• **Aim of the task**: Go through the lines below and copy each one that holds the string "bicycle".

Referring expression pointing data

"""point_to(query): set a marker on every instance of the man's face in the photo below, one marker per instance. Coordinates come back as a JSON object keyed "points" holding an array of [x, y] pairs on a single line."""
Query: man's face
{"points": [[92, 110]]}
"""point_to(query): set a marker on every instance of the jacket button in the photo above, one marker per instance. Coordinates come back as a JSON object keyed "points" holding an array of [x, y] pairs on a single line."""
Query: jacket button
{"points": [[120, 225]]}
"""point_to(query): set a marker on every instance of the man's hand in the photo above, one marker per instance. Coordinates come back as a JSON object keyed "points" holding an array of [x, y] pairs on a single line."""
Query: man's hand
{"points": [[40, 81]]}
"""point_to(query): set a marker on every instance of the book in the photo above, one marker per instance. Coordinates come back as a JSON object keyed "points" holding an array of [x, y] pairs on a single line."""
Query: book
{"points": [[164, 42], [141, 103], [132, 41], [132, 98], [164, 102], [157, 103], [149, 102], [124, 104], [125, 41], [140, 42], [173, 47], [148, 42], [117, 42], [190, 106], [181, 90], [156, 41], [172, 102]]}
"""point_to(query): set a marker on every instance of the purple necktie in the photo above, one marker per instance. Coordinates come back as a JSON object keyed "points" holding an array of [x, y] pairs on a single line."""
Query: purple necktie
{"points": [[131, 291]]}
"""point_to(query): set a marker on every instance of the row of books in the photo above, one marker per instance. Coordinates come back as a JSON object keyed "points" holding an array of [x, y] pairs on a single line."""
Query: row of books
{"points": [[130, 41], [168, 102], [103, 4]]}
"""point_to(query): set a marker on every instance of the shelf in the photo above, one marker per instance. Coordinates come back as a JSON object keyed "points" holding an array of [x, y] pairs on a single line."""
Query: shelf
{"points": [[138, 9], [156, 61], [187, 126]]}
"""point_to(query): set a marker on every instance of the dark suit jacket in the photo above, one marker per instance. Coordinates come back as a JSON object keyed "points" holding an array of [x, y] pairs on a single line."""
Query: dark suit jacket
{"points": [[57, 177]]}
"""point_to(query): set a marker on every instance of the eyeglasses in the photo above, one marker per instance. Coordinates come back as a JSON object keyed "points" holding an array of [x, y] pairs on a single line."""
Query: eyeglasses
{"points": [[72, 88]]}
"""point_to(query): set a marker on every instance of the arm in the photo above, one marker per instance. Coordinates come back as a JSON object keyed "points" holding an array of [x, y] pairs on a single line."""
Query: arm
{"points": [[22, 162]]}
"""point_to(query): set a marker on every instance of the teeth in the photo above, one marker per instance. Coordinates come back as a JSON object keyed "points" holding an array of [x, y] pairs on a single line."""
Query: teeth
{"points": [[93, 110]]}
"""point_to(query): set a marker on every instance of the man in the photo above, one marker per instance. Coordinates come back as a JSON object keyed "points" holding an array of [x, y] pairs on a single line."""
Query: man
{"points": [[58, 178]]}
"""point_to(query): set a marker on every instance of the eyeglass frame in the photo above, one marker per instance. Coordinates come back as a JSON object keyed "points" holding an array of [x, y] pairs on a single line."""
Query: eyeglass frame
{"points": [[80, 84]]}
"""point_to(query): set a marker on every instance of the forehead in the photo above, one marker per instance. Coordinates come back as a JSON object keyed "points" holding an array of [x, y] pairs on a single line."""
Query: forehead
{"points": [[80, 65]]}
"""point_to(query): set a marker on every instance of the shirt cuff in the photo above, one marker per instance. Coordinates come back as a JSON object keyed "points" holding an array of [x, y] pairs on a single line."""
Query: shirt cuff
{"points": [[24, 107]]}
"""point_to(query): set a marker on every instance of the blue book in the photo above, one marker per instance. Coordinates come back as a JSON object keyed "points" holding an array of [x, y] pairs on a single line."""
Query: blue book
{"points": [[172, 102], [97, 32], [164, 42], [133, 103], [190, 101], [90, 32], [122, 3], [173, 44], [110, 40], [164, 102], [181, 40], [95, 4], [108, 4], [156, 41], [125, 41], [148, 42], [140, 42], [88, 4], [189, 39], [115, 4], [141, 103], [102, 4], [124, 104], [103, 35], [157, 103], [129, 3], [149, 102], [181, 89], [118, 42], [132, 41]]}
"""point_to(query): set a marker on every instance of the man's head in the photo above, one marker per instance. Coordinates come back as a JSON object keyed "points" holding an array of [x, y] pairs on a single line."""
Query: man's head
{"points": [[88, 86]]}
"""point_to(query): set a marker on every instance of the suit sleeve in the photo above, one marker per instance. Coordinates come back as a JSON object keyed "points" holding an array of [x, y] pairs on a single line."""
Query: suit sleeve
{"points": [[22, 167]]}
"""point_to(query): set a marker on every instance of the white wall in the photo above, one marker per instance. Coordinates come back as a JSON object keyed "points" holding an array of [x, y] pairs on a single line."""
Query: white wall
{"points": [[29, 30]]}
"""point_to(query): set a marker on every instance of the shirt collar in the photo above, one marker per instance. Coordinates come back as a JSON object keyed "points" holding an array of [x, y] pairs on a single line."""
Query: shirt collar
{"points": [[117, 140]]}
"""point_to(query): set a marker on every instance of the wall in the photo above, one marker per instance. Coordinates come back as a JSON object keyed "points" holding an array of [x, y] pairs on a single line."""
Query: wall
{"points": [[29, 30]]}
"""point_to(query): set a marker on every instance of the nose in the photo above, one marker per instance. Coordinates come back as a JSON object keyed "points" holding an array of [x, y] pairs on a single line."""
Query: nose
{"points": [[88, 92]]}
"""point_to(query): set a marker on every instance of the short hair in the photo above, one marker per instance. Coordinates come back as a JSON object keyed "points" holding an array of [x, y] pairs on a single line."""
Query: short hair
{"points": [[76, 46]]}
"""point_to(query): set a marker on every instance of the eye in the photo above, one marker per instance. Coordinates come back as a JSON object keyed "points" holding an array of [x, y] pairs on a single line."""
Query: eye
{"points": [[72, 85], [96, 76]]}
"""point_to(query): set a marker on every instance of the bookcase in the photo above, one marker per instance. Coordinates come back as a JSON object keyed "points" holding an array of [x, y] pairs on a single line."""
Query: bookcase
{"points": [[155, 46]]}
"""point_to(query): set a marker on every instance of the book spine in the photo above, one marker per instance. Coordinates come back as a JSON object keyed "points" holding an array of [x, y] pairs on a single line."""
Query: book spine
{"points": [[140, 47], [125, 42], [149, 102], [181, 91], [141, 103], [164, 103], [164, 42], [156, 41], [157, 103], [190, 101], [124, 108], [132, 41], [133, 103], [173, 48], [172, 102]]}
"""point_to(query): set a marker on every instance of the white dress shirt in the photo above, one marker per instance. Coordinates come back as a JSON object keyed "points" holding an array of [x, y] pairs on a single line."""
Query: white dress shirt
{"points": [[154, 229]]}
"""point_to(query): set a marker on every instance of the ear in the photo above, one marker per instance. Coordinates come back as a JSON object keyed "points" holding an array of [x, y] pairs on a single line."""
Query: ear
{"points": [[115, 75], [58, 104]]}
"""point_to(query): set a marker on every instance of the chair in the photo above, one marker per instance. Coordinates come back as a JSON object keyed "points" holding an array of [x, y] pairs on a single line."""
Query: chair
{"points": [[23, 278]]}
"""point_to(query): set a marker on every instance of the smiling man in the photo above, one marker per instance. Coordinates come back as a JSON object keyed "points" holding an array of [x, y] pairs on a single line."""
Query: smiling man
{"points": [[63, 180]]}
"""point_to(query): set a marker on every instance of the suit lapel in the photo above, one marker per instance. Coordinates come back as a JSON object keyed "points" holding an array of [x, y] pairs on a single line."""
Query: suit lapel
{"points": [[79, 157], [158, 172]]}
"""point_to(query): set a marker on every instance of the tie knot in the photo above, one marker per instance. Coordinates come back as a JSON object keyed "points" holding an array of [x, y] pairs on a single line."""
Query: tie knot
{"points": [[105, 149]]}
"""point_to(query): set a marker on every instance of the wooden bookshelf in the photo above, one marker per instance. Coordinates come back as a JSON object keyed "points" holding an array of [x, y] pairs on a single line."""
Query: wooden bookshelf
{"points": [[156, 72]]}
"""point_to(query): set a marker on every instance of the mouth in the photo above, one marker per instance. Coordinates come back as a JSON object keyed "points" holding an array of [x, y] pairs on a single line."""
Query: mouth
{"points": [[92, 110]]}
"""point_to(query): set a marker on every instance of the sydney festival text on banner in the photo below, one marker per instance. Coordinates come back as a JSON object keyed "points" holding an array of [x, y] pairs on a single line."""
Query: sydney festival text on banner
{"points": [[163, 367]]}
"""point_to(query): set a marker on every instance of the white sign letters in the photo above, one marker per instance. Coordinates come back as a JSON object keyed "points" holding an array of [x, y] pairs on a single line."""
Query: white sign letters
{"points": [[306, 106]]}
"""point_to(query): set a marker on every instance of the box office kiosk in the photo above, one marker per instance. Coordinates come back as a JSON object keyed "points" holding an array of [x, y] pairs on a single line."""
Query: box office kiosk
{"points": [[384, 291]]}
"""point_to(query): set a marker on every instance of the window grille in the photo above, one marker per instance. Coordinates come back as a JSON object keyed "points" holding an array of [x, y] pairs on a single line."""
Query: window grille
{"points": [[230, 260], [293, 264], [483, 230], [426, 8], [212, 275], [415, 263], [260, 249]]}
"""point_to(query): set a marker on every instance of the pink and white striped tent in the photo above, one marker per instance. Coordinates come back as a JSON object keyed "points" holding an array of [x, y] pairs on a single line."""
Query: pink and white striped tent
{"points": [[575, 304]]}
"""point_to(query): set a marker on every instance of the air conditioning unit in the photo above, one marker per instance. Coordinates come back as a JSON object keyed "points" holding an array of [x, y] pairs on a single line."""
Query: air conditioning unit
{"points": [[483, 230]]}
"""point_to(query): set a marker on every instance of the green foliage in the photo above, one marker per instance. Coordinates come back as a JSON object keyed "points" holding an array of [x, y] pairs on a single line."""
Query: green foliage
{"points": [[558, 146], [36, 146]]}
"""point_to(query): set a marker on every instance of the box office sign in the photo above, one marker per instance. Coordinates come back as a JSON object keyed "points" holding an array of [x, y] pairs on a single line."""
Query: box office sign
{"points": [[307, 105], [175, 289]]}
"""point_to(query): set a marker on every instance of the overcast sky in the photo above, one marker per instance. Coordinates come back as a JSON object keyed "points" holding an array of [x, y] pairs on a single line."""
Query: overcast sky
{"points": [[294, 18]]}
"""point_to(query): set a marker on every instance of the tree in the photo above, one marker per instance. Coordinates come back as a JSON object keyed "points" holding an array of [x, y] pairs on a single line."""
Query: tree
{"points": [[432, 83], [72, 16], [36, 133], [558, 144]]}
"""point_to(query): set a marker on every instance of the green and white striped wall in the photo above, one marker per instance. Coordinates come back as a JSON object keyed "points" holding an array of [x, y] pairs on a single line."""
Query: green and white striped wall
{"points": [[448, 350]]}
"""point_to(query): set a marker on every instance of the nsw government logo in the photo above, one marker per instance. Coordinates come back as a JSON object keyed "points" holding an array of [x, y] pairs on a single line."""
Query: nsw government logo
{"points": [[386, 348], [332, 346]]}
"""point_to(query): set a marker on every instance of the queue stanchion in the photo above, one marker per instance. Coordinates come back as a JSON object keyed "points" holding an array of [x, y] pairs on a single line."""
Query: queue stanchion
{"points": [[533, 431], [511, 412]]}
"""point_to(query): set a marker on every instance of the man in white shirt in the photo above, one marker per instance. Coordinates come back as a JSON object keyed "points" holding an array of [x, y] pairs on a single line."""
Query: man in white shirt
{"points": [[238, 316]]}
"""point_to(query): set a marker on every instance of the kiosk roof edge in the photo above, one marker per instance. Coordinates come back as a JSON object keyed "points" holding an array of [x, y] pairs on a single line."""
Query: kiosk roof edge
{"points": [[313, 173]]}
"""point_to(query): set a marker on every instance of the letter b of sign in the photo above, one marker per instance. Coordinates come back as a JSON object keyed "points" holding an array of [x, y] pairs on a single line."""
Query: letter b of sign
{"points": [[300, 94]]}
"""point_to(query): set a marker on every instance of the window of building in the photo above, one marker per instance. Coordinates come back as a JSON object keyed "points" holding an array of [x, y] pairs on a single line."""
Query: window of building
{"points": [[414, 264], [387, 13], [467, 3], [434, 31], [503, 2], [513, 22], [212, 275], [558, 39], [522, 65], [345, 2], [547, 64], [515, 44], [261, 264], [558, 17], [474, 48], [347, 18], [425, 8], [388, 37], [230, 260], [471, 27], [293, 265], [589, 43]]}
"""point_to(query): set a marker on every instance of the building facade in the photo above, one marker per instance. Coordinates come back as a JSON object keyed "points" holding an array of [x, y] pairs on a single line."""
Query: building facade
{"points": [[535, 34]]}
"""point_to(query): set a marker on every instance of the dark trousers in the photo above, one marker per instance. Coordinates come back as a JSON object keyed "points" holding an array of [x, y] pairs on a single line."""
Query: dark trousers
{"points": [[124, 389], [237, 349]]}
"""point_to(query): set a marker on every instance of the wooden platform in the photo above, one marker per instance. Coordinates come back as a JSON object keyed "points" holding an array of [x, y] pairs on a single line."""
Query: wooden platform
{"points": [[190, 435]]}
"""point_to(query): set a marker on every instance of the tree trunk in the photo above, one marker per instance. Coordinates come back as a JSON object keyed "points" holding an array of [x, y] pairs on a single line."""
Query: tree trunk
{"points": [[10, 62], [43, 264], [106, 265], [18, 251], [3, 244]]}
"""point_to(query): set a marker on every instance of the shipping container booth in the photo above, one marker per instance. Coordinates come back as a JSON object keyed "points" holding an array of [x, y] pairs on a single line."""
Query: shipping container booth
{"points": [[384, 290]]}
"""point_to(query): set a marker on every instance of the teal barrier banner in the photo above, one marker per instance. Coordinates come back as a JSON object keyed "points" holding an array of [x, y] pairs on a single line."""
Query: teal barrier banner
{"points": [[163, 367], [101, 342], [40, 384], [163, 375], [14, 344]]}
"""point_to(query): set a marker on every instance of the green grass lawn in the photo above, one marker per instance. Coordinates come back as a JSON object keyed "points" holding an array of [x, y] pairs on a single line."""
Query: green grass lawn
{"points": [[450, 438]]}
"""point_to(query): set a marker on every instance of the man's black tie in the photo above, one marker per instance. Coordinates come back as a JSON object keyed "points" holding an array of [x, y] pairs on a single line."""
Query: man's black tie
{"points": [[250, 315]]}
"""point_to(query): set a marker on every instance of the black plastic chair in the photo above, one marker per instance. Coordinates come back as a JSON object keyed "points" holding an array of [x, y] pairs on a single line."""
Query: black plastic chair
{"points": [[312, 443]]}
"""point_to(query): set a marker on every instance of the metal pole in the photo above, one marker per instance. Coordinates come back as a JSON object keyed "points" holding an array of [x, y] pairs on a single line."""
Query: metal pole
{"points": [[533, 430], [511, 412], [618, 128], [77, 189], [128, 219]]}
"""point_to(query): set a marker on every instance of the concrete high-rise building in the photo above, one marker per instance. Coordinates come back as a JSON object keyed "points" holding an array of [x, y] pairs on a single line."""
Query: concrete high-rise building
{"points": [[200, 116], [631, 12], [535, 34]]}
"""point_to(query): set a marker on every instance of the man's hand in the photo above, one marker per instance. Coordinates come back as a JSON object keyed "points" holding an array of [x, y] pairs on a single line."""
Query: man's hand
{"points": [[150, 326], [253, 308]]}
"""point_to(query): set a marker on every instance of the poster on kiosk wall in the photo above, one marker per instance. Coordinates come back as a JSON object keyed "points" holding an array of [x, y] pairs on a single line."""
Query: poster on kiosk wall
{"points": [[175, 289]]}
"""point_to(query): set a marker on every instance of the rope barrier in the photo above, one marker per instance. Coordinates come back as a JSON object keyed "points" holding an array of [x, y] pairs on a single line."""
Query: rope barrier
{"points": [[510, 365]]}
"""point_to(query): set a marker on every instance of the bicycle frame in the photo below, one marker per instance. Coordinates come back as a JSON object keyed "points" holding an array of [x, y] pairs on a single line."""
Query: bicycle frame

• **Solution to this exercise**:
"""point_to(query): set a marker on every instance of the bicycle frame in the photo below, one marker per instance. Coordinates come back as a JSON object keyed "points" holding an array of [x, y] pairs on a single line."""
Query: bicycle frame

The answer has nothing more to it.